Politics

Venezuelans celebrating Maduro’s capture reveals the inadequacy of anti-imperialist rhetoric

By Francisco Llinás Casas, University of Edinburgh, and Erick Moreno Superlano, University of Oxford

Maduro’s capture underscores the inadequacy of outdated ideological frameworks and exposes a bitter reality: in the face of the ineffectiveness of global institutions, political change in Venezuela has ultimately come to depend on the force and strategic interests of superpowers.

In front of the Brooklyn courthouse where Nicolás Maduro was to be charged on the 5th of January, anti-Trump protestors, holding banners that read “hands off Venezuela” and “free Maduro,” clashed against a group of Venezuelan migrants celebrating the capture of the dictator. Both groups were waving Venezuelan flags, though for opposing reasons. These kinds of protests have become commonplace in many cities of the world over the last few days. In the UK, for example, Jeremy Corbyn has repeatedly delivered speeches next to Venezuelan flags condemning US’s actions – including a recent online event with the regime’s ambassador to the UK, Felix Plasencia, advocating for Maduro’s release. Equally ubiquitous on digital media are videos of Venezuelans around the globe approaching the pro-Maduro lines, trying to find a co-national among them but unable to do so. Many Venezuelans feel frustration at the sight of anti-imperialist demonstrations, where their national flag is waved against Trump but Venezuelans’ opinions are unheard. While those like Corbyn see US recent actions as a violation of international law, for Venezuelans, international legislation has failed to support their fight for democratic change under authoritarian rule. This confrontation between Venezuelans and anti-interventionist protestors requires from us to complexify ideas around self-determination, and the adequacy of invoking international law and anti-imperialism as a way of protecting sovereignty.

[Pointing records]
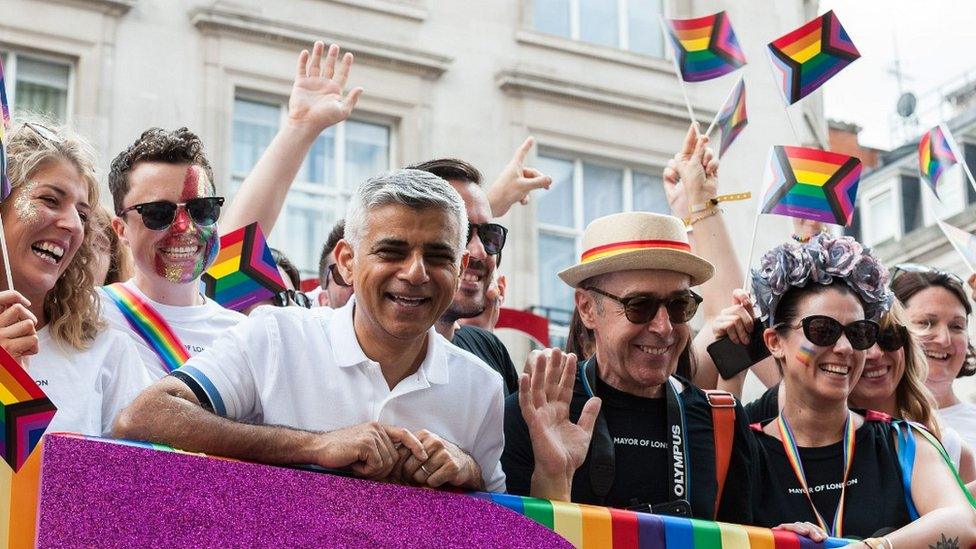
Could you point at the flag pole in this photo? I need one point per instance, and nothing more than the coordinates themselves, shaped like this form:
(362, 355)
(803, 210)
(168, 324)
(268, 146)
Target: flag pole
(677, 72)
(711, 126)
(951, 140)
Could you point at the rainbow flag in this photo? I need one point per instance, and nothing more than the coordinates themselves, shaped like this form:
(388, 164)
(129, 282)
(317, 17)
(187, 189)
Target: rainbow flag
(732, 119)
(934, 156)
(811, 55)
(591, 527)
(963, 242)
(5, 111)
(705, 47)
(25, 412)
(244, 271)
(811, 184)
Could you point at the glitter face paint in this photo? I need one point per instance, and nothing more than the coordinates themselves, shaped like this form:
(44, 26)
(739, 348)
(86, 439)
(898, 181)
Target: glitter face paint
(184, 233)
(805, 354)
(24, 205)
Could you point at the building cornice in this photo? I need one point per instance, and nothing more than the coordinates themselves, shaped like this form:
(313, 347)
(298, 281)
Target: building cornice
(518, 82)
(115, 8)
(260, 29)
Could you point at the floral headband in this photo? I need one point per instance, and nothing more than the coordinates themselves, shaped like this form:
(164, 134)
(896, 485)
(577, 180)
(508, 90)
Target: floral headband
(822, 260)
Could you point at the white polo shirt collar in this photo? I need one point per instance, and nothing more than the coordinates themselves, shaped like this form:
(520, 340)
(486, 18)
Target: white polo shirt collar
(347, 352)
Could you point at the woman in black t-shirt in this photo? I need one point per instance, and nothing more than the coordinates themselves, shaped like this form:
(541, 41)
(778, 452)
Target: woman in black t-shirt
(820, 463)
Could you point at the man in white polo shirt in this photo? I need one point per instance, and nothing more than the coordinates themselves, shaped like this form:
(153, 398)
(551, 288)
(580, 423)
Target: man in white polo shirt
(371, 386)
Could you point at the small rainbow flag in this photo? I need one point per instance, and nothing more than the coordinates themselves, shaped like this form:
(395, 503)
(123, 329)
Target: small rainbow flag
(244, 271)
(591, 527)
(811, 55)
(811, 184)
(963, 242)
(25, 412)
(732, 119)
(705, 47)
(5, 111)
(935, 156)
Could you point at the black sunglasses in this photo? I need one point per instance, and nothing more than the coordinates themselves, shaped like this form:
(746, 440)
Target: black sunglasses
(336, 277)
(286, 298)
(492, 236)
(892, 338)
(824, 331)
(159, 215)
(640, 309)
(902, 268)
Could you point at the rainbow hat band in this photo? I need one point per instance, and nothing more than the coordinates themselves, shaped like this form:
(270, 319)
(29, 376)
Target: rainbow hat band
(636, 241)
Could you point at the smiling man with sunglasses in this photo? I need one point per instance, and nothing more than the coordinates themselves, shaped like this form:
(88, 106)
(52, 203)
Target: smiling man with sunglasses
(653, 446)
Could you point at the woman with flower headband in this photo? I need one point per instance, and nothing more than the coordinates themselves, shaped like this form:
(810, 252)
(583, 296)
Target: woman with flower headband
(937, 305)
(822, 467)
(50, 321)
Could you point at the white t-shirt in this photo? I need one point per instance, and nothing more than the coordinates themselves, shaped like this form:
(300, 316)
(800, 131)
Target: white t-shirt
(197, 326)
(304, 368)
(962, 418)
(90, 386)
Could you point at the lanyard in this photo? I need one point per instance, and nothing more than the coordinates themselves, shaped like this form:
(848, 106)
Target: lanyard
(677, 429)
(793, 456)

● Set problem 1
In the article on Maduro's capture, who is named as the regime's ambassador to the UK?
● Set problem 2
Pick up the article on Maduro's capture after its final sentence and keep writing it.

● Response 1
Felix Plasencia.

● Response 2
Since January 2024, we have been conducting research on Venezuelan migration in the US, particularly in New York and Florida. Since the strikes on Saturday 3rd, we have been talking to our interlocutors as well as people in Venezuela about what is going on in the country. Venezuelans across the globe had taken to the streets to show their cautious hope in the face of Maduro’s arrest. However, in Venezuela, the regime continues to exist with its mechanisms for social repression. Fear of expressing any form of celebration inside the country is strong, as it might lead to charges of treason. “We are happy, of course, but colectivos [armed militias] and SEBIN [the regime’s intelligence agency] are out,” one of our interlocutors in Venezuela told us. “I don’t even dare to hang a flag outside my window.”

Fear in Venezuela has steadily intensified after Maduro’s electoral fraud in July 2024. In an unprecedented demonstration of civil organisation led by Maria Corina Machado, the opposition published proof of their victory. The fraud violated Venezuelan’s right to self-determination, upon which article 5 of the constitution ultimately rests the nation’s sovereignty. Maduro declared Machado and her running mate, Edmundo Gonzalez, national enemies and intensified terror tactics, imposing what could be seen as an indefinite state of exception. While news of the electoral fraud quickly reached international media, and some global leaders and organisations, including the UK Foreign Office, demanded the publication of tallies by Venezuela’s electoral commission, little else happened. For Maduro, it was business as usual, often appearing on national television dancing salsa with his wife.

The lack of decisive response from global leaders and institutions such as the Organisation of American States (OAS), the United Nations (UN), and the European Union (EU) to the fraud prolonged in Venezuela a situation of political irresolution. Such actors limited themselves to expressing their concerns and calling for dialogue between the government and the opposition. However, the multiple attempts to establish dialogue, including those mediated by Norway, had proven fruitless, because the regime was unwilling to meet the opposition’s two fundamental requests: the immediate release of political prisoners and free elections. Venezuelans felt frustrated in the light of the international community’s inability to support democracy in Venezuela. ‘We’ve tried everything,’ many of our interlocutors conclude.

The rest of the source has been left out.